● AIM
Please extract from the listing below the lines beginning at the one that contains "shape [[505, 29]]." and stopping after the one that contains "[[501, 340], [161, 364]]", and reproduce them word for word with nothing else.

[Rows from a dataset]
========================================================================
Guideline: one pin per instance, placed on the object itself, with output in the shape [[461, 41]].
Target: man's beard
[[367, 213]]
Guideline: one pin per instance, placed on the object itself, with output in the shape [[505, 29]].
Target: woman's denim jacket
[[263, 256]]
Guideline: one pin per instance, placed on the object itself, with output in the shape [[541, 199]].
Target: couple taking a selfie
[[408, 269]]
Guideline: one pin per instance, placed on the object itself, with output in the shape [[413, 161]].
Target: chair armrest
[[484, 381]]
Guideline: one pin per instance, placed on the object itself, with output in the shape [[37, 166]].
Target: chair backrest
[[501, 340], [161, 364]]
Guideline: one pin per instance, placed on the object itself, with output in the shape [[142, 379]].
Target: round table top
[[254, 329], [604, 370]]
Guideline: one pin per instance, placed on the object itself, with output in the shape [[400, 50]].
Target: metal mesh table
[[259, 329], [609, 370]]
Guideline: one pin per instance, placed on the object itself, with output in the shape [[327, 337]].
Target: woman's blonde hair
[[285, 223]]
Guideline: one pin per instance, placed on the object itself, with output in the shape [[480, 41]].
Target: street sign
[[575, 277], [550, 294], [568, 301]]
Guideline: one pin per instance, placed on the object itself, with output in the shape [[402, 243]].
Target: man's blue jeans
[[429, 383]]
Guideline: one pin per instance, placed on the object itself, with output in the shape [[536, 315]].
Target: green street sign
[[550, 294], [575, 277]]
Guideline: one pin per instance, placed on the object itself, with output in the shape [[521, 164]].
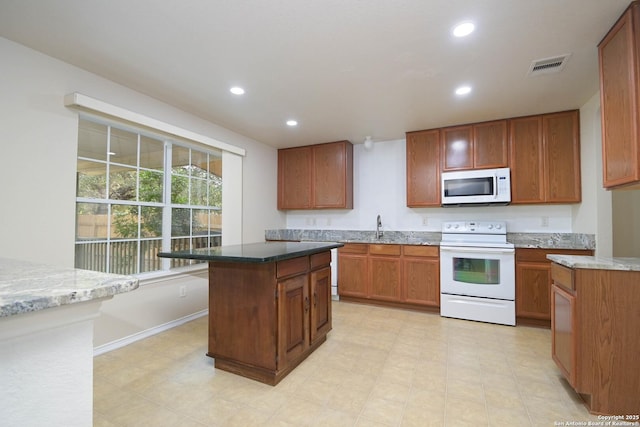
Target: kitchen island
[[269, 305], [46, 341]]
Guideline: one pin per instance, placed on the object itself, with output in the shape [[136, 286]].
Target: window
[[138, 194]]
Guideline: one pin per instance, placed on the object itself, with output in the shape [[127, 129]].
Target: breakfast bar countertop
[[27, 287], [254, 252]]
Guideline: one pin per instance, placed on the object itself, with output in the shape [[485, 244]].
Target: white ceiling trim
========================================================================
● SOLUTION
Guideline: one pin per instance, placed on the object itself, with output in the shape [[505, 29]].
Target: woman's denim jacket
[[263, 256]]
Guideline: one pin per instance, placed on the object itself, with output in the shape [[541, 199]].
Target: couple taking a selfie
[[408, 269]]
Guideline: one pin per instance, placed on the object itself, with output in the shape [[413, 161]].
Target: chair armrest
[[484, 381]]
Guideline: one pin per instance, placed on the object itself, with output in the shape [[37, 166]].
Target: chair backrest
[[501, 340], [161, 364]]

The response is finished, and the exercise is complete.